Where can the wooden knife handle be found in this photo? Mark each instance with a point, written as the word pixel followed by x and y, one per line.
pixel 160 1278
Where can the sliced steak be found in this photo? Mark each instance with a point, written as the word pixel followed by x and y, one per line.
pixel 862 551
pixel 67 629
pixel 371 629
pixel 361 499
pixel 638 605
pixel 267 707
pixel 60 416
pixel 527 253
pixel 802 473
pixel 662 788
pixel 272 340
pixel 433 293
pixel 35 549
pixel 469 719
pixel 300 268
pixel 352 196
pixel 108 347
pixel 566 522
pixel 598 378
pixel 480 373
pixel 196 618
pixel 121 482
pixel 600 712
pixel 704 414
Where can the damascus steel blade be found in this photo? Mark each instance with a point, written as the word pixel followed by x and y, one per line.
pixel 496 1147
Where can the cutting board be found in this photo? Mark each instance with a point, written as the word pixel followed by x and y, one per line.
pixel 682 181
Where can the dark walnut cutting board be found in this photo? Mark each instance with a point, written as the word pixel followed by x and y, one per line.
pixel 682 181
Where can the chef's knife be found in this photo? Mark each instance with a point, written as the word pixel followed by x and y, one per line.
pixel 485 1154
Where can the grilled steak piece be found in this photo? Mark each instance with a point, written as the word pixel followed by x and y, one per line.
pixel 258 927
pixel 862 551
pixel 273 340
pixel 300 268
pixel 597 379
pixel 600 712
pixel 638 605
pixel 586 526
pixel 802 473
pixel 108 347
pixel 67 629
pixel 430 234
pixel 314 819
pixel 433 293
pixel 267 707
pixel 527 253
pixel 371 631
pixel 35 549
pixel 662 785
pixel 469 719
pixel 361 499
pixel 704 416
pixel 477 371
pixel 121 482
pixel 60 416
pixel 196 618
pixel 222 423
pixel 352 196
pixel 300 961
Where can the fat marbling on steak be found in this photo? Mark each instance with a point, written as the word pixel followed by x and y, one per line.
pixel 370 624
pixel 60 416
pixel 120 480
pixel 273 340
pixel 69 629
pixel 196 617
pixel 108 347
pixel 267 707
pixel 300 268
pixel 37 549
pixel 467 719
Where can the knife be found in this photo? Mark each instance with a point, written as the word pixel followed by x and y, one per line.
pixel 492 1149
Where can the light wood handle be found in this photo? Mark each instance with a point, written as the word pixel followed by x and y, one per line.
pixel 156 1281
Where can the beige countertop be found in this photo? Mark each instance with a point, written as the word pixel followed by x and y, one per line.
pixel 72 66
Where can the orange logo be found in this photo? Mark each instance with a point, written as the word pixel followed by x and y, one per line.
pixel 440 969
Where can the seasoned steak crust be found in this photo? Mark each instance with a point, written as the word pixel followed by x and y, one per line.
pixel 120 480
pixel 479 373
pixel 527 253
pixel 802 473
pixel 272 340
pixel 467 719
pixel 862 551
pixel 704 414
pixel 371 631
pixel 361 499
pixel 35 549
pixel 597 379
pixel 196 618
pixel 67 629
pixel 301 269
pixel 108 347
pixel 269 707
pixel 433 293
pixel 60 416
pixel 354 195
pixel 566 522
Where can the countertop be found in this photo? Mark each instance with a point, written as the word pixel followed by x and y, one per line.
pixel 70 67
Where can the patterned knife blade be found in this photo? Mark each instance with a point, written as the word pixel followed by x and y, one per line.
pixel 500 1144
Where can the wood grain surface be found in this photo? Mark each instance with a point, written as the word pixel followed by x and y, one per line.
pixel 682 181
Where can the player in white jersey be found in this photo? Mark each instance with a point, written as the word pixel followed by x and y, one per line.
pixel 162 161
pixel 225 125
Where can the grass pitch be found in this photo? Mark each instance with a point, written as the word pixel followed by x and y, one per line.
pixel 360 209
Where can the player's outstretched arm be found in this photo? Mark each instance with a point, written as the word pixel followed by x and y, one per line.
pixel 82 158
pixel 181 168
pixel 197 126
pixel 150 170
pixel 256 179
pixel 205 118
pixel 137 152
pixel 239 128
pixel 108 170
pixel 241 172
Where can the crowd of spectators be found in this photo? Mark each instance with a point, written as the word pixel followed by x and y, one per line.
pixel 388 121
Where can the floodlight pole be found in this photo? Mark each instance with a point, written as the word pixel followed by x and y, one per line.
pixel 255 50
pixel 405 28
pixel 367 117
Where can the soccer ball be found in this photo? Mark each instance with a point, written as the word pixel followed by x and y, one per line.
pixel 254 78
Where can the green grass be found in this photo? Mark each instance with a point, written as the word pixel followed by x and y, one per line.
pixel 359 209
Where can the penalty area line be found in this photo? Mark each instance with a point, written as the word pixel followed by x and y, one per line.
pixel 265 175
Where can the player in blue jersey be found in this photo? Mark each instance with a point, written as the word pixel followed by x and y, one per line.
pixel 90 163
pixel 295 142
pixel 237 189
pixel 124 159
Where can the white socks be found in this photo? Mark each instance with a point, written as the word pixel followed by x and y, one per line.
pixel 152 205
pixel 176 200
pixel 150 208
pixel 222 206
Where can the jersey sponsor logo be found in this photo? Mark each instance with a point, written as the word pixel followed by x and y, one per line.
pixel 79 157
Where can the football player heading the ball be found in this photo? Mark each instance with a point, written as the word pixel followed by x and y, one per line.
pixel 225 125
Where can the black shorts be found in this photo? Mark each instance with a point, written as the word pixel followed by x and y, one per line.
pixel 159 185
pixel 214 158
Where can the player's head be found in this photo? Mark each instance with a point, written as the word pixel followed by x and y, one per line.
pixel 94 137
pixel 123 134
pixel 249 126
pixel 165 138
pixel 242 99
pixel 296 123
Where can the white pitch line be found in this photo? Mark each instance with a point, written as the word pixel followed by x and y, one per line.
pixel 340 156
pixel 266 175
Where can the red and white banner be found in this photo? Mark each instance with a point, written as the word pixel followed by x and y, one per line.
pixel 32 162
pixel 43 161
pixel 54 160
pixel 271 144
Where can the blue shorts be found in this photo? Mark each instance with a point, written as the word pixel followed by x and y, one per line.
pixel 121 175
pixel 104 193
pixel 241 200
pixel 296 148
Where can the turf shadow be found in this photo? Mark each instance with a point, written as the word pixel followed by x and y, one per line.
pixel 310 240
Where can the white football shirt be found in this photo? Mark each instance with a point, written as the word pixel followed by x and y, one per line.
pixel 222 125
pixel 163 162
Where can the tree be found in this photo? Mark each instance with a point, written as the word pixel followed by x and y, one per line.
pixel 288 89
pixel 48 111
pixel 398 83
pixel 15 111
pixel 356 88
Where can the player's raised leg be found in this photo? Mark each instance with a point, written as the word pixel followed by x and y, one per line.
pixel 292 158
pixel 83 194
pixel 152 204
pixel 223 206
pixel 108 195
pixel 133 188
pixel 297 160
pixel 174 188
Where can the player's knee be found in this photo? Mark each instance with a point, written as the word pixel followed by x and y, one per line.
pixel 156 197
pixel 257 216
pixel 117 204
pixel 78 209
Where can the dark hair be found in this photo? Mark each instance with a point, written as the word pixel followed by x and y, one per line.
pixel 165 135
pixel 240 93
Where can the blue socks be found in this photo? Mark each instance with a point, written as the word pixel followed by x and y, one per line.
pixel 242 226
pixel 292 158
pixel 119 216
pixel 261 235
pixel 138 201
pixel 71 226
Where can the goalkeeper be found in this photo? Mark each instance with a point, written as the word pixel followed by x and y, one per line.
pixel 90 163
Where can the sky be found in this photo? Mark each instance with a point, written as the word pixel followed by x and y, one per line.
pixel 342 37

★ ★ ★ ★

● **What to produce**
Word for word, set down every line of the material above.

● **Response area**
Where can the wooden knife handle be found in this photo? Mark each instance with a point, written as the word pixel followed by x and y, one per line.
pixel 160 1278
Where can the sliced steak be found in this photo? Mark each instance with a point, written as the word pixel followed by x and y, one per line.
pixel 862 551
pixel 67 629
pixel 371 629
pixel 361 499
pixel 638 605
pixel 267 707
pixel 60 416
pixel 527 253
pixel 802 473
pixel 662 788
pixel 272 340
pixel 433 293
pixel 35 549
pixel 469 719
pixel 300 268
pixel 352 196
pixel 108 347
pixel 566 522
pixel 598 378
pixel 480 373
pixel 196 618
pixel 121 482
pixel 600 712
pixel 704 414
Where can the damascus steel blade be found in this photo? Mark each instance with a point, written as the word pixel followed by x and y, one per line.
pixel 496 1147
Where can the cutting board be found in this photo? Mark each instance with a point, written as the word pixel followed by x and y, one per line.
pixel 682 181
Where can the dark walnut cutting board be found in this photo? Mark each instance with a point, written as the word pixel followed by x and y, one per line.
pixel 682 181
Where can the chef's knife be found in this photo? Mark each instance with a point, written as the word pixel followed by x and y, one per line.
pixel 485 1154
Where can the grilled steak piece be found in this photo? Mark each instance with a point, written as the word pixel followed by x and y, one per line.
pixel 258 927
pixel 862 551
pixel 273 340
pixel 300 268
pixel 597 379
pixel 600 712
pixel 638 605
pixel 586 526
pixel 802 473
pixel 108 347
pixel 67 629
pixel 430 234
pixel 314 819
pixel 433 293
pixel 267 707
pixel 527 253
pixel 371 631
pixel 35 549
pixel 662 785
pixel 469 719
pixel 361 499
pixel 704 416
pixel 477 371
pixel 121 482
pixel 60 416
pixel 196 618
pixel 222 423
pixel 352 196
pixel 300 961
Where can the fat marbling on steak be found in this photo? Mark each instance with a point, written as the word pixel followed by x and y, one per line.
pixel 370 624
pixel 60 416
pixel 120 480
pixel 273 340
pixel 69 629
pixel 196 617
pixel 108 347
pixel 267 707
pixel 300 268
pixel 37 549
pixel 467 719
Where can the knife be found in this photo? Mark each instance with a point, written as the word pixel followed by x and y, one per line.
pixel 492 1149
Where can the light wood handle be found in this photo? Mark each instance with a point, written as the word pixel followed by x and y, one per line.
pixel 156 1281
Where can the beige countertop be found in this photo? Mark each instance with a point, written as the word pixel followed by x and y, one per line.
pixel 72 66
Where can the orange logo be found in this photo? Mark each instance with a point, written as the word pixel followed by x and y, one per line.
pixel 440 969
Where can the seasoned steak crust be found in this photo? Mark each instance with a point, written as the word pixel followed by x and y, one per line.
pixel 120 480
pixel 479 373
pixel 527 253
pixel 802 473
pixel 272 340
pixel 467 719
pixel 862 551
pixel 704 414
pixel 371 631
pixel 361 499
pixel 35 549
pixel 597 379
pixel 196 618
pixel 67 629
pixel 301 269
pixel 108 347
pixel 269 707
pixel 433 293
pixel 60 416
pixel 354 195
pixel 566 522
Where can the countertop be found in this photo? Mark each instance with a point, written as the word pixel followed by x and y, one per line.
pixel 70 67
Where can the patterned knife blade be found in this photo? Mark each instance with a point, written as the word pixel followed by x and y, one per line.
pixel 500 1144
Where can the wood grain surface be found in this photo? Mark each instance with a point, written as the word pixel followed by x and y, one per line.
pixel 682 181
Where can the player in white jersey be found in this photo? Mark each instance with a point, written as the word pixel followed by x and y, one per line.
pixel 162 161
pixel 225 125
Where can the grass pitch be found in this photo? Mark each instance with a point, written as the word pixel followed by x and y, one per line.
pixel 360 209
Where can the player's outstretched arm be found in this photo? Mark each instance with a point, written as the word pixel followed by x and y, one per line.
pixel 82 158
pixel 181 168
pixel 197 126
pixel 150 170
pixel 256 179
pixel 205 118
pixel 137 152
pixel 239 128
pixel 108 170
pixel 241 172
Where can the crowd of spectators be found in this photo? Mark each instance with a point, written as the word pixel followed by x and y, one per line.
pixel 388 121
Where can the floodlight pole be found in this photo? Mark each instance with a point, written as the word pixel followed by x and y, one per line.
pixel 255 50
pixel 405 28
pixel 367 117
Where can the soccer ball be found in this photo? Mark each instance with a point, written as the word pixel followed by x and y, one per line.
pixel 254 78
Where can the green grass be found in this photo? Mark each instance with a point, written as the word pixel followed by x and y, one per line.
pixel 359 209
Where can the penalty area line be found in this photo? Mark each instance with a point, written as the word pixel followed by x and y, one per line.
pixel 265 175
Where can the player in blue jersey be found in this photo? Mark each instance with a point, written as the word pixel followed by x and y, one per line.
pixel 90 163
pixel 295 142
pixel 237 189
pixel 124 159
Where can the white socks be found in this photo? Mark each instance with a point, written as the word pixel followed by x and y, one per line.
pixel 152 205
pixel 176 200
pixel 150 208
pixel 222 206
Where can the jersey sponsor logo be found in this photo? Mark each instance with a point, written as the word pixel followed by x and y, one per line.
pixel 79 157
Where can the football player heading the ball be found in this photo? Mark each instance with a point, written as the word pixel followed by x and y, one per line.
pixel 225 125
Where can the black shorts be found in this photo? Mark each instance with a point, written as the word pixel followed by x and y, one per line.
pixel 159 185
pixel 214 158
Where can the player's head be found in this photo? Mark each instance with a point, written as the word pixel followed by x and y, one per line.
pixel 94 137
pixel 123 134
pixel 249 126
pixel 165 138
pixel 242 99
pixel 296 123
Where can the white pitch line be found in this photo? Mark each instance with a point, written as the word pixel followed by x and y, one per line.
pixel 340 156
pixel 266 175
Where can the red and white banner be found in this photo? Mark each instance with a point, written as the word pixel followed by x and y, one per line.
pixel 32 162
pixel 43 161
pixel 54 160
pixel 271 144
Where can the blue shorts be found in this photo? Mark each instance with a point, written as the word pixel followed by x and y, one per line.
pixel 121 175
pixel 104 193
pixel 241 200
pixel 296 148
Where can the turf shadow be found in this photo? Mark each instance with a point, written as the word pixel followed by x and y, one per line.
pixel 310 240
Where can the white football shirt be found in this photo? Mark each instance with a point, written as the word pixel followed by x and y, one per line.
pixel 222 125
pixel 163 162
Where can the tree be found in this photo? Mark each instance with a point, written as the word pixel followed by x and y, one per line.
pixel 288 89
pixel 48 111
pixel 398 83
pixel 15 111
pixel 356 88
Where can the player's raised leg be found in this photo? Mark each instance with a point, written as the word pixel followed by x and y, one per line.
pixel 292 158
pixel 83 194
pixel 152 204
pixel 223 206
pixel 108 195
pixel 133 188
pixel 297 160
pixel 174 188
Where can the player's knee be found in this photo? Mark each instance with a point, written as the word pixel followed by x and y, one per line.
pixel 156 197
pixel 257 216
pixel 117 204
pixel 78 209
Where can the dark hair be found in this photo? Mark each instance with a point, written as the word pixel followed by x and y, one per line.
pixel 165 135
pixel 240 93
Where can the blue socks be found in this photo? Mark each instance with a point, written as the word pixel followed by x and y, one per line.
pixel 242 226
pixel 292 158
pixel 119 216
pixel 261 235
pixel 138 201
pixel 71 226
Where can the goalkeeper be found in this photo? Mark each instance with a point, written as the word pixel followed by x and y, one per line.
pixel 90 163
Where can the sky be found in this photo? Mark each instance with a point, written as the word pixel followed by x and y, one per line.
pixel 342 37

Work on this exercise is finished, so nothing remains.